> [DATASET EXCERPTS]
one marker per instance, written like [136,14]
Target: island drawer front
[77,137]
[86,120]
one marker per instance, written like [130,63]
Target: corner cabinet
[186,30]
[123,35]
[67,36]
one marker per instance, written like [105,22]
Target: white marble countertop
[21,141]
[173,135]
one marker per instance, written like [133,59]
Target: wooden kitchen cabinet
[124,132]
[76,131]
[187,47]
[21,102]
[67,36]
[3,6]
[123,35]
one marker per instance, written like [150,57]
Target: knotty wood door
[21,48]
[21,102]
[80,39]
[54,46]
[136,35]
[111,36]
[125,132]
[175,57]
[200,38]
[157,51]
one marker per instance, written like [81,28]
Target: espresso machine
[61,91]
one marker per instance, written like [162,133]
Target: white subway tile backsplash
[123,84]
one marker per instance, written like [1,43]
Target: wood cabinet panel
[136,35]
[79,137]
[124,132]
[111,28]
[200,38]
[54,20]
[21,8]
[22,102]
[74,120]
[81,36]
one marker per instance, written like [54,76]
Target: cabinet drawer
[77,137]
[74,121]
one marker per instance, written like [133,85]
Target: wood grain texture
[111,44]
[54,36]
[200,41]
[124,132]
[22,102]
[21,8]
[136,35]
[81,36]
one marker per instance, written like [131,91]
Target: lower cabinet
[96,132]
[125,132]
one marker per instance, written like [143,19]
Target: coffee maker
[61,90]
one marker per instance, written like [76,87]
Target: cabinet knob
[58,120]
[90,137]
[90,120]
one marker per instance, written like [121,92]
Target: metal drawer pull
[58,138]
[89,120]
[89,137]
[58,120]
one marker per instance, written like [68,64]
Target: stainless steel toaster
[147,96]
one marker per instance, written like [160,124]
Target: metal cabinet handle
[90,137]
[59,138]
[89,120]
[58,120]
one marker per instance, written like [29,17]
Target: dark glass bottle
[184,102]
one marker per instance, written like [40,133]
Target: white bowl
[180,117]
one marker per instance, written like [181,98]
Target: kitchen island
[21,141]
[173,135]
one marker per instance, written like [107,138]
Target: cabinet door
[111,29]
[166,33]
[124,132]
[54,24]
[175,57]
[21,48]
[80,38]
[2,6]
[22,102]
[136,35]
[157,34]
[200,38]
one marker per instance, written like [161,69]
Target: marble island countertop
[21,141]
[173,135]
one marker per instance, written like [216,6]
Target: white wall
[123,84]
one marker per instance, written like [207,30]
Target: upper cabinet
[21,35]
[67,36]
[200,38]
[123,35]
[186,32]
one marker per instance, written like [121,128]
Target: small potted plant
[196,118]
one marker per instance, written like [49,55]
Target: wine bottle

> [WORK ORDER] Set down each entry from above once more, exactly as written.

> [YOUR SOLUTION]
one marker per instance, written like [136,14]
Target: island drawer front
[77,137]
[86,120]
one marker per instance, written like [130,63]
Target: corner cabinet
[186,30]
[123,35]
[67,36]
one marker per instance, written like [105,22]
Target: white marble countertop
[21,141]
[173,135]
one marker per instance, written like [133,59]
Target: wooden kitchen cabinet
[124,132]
[76,131]
[187,47]
[21,102]
[67,36]
[3,6]
[123,35]
one marker per instance, written like [150,57]
Target: knotty wood door
[21,48]
[21,102]
[80,39]
[54,46]
[136,35]
[111,36]
[125,132]
[175,57]
[200,38]
[157,51]
one marker per instance, written like [81,28]
Target: espresso machine
[61,91]
one marker per instance, written like [162,133]
Target: white subway tile backsplash
[123,84]
one marker per instance, written like [1,43]
Target: wood cabinet panel
[136,35]
[79,137]
[124,132]
[111,28]
[200,38]
[54,20]
[21,8]
[22,102]
[74,120]
[81,36]
one marker per instance, written like [54,76]
Target: cabinet drawer
[77,137]
[74,121]
one marker per instance, written like [133,85]
Target: wood grain texture
[111,44]
[54,36]
[200,41]
[124,132]
[22,102]
[21,8]
[136,35]
[81,36]
one marker per instance, written like [131,91]
Target: lower cabinet
[96,132]
[125,132]
one marker per instance, written like [143,19]
Target: coffee maker
[61,90]
one marker per instance, written like [76,87]
Target: cabinet knob
[58,120]
[90,137]
[90,120]
one marker per instance, written like [121,92]
Target: metal drawer pull
[58,138]
[89,120]
[89,137]
[58,120]
one marker per instance, written like [68,64]
Target: stainless steel toaster
[147,96]
one marker per instance, written like [160,124]
Target: metal cabinet handle
[90,137]
[59,138]
[89,120]
[58,120]
one marker per instance, written like [29,17]
Target: dark glass bottle
[184,102]
one marker per instance, written like [40,133]
Target: white bowl
[180,117]
one marker per instance, written like [181,98]
Target: kitchen island
[21,141]
[173,135]
one marker per instance, written like [107,138]
Target: cabinet door
[111,29]
[166,33]
[124,132]
[54,24]
[175,57]
[21,48]
[80,38]
[2,6]
[22,102]
[136,35]
[157,34]
[200,38]
one marker per instance, written like [161,69]
Target: marble island countertop
[21,141]
[173,135]
one marker per instance, written like [216,6]
Target: white wall
[123,84]
one marker per instance, written like [207,30]
Target: upper cabinet
[21,35]
[67,36]
[200,38]
[123,35]
[186,32]
one marker per instance, written like [121,128]
Target: small potted plant
[196,118]
one marker per instance, written like [49,55]
Target: wine bottle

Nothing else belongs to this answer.